Boggarts and Dementors
dfrankiswork at netscape.net
dfrankiswork at netscape.net
Mon Oct 1 13:34:50 UTC 2001
No: HPFGUIDX 26957
Amy Z wrote:
>Which returns us to a very interesting question: what effect *does* a
Boggart have on people?
>The Boggart-Dementor has much the same effect as a real Dementor: the
lights go out, Harry (and presumably Lupin) relives horrible memories,
etc. Why doesn't Lupin transform when the Boggart turns into the
moon, then? My theory is that he would if he didn't get rid of it
pretty fast.
Some good answers have already been given on this: here's my two Kt (we need proper symbols with lines through for Ga, Sk, and Kt, BTW Even better, like Lsd, the letters should not correspond).
The ability of the Boggart to produce real effects may be mainly limited by the magical ability of the person affected. (Someone made this suggestion two or three months ago.) Harry is, we are given to understand, quite a powerful wizard (though to be fair we have been given only a limited idea what is meant by that), and so the Boggart is, through his power, able to make the lights go out. Whether Lupin would relive horrible memories might then be a function of their relative ability.

▶ **Parts of the exercise**
A: Answer these about the post on Boggarts and Dementors:
(i) According to Amy Z, what does the Boggart-Dementor have much the same effect as?
(ii) According to the writer, what may mainly limit the Boggart's ability to produce real effects?
(iii) On what date was the post sent?
B: Update the post on Boggarts and Dementors by writing out everything from "Some good answers" down to "their relative ability.", with "powerful" replaced by "strong".

▶ **Records**
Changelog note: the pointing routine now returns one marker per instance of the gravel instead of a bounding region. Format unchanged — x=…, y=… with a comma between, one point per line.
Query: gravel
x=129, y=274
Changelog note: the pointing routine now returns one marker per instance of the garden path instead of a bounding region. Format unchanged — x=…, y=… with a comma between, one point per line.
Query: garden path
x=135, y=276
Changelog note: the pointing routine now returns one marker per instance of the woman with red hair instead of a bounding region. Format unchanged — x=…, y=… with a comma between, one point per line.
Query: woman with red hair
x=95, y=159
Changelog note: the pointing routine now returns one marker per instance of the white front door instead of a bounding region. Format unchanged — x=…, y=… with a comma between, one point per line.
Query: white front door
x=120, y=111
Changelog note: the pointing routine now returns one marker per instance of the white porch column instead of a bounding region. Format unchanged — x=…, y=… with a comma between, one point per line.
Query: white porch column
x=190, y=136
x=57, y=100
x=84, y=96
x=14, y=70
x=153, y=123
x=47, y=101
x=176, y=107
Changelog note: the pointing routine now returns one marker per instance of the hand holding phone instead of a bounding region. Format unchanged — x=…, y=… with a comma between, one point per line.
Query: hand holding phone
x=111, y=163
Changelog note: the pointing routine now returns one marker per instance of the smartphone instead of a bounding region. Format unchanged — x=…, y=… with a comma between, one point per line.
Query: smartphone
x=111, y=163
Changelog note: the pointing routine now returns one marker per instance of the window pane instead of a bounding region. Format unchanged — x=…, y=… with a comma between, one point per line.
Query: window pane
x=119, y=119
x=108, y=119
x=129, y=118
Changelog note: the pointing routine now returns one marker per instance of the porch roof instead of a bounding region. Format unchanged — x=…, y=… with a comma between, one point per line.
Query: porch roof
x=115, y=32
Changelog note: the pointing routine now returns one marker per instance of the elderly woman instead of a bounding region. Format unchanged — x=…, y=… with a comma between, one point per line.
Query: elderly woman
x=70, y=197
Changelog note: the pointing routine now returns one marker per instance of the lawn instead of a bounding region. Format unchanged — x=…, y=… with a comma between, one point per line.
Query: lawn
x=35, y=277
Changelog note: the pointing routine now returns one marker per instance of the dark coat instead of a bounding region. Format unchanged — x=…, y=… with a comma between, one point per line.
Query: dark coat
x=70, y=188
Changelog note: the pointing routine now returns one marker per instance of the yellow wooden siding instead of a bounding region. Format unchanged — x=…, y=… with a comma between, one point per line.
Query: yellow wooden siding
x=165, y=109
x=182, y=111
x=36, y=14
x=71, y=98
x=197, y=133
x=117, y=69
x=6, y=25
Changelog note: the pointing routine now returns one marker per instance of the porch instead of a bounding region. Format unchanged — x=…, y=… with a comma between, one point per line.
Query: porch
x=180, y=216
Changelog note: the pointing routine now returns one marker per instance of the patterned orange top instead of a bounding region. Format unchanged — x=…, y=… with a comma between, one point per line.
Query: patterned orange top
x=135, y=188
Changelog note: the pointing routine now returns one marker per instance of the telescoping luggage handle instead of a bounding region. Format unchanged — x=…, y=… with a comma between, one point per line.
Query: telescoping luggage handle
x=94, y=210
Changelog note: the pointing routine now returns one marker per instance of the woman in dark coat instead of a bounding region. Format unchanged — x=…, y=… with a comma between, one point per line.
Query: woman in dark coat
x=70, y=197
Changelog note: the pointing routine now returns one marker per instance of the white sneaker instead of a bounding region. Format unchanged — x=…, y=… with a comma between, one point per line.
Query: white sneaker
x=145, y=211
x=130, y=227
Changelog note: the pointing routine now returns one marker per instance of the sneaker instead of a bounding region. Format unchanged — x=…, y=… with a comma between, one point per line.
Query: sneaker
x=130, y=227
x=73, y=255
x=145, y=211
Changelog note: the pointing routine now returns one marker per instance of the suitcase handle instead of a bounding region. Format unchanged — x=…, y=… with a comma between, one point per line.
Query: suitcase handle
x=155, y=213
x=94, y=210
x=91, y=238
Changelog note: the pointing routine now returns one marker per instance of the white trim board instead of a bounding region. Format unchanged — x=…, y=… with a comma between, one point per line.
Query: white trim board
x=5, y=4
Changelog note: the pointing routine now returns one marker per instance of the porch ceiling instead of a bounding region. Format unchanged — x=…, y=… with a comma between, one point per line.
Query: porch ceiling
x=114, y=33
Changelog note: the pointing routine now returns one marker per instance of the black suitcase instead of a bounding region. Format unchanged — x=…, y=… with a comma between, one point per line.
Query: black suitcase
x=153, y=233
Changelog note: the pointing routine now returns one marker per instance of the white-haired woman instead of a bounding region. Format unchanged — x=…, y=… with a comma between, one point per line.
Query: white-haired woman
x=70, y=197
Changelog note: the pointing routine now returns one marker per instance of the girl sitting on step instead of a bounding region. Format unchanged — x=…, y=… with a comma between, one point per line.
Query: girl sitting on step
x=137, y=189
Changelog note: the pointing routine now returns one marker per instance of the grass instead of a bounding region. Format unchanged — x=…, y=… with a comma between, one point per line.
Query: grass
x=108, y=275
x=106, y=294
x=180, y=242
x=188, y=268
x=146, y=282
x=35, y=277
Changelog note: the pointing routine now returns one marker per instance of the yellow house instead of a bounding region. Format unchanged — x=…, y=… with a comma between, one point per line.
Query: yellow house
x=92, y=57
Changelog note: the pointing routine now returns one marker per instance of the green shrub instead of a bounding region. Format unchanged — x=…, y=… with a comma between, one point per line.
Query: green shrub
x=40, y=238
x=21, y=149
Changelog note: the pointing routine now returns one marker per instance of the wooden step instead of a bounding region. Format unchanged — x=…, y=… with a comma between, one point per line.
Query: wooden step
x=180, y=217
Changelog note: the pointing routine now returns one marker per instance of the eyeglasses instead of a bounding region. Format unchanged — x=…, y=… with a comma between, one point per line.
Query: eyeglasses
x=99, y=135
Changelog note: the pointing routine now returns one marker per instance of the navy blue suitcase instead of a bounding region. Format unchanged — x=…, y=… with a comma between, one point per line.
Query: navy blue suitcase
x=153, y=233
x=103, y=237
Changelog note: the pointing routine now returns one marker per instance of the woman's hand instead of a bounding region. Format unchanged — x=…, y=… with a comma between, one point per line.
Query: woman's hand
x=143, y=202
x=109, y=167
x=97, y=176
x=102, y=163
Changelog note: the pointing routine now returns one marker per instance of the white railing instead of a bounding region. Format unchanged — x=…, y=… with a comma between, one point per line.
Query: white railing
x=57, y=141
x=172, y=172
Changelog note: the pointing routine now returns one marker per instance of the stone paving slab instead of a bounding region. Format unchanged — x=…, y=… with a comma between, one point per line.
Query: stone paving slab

▶ **Task results**
A:
(i) A real Dementor.
(ii) The magical ability of the person affected.
(iii) Mon Oct 1, 2001.

B:
Some good answers have already been given on this: here's my two Kt (we need proper symbols with lines through for Ga, Sk, and Kt, BTW Even better, like Lsd, the letters should not correspond).
The ability of the Boggart to produce real effects may be mainly limited by the magical ability of the person affected. (Someone made this suggestion two or three months ago.) Harry is, we are given to understand, quite a strong wizard (though to be fair we have been given only a limited idea what is meant by that), and so the Boggart is, through his power, able to make the lights go out. Whether Lupin would relive horrible memories might then be a function of their relative ability.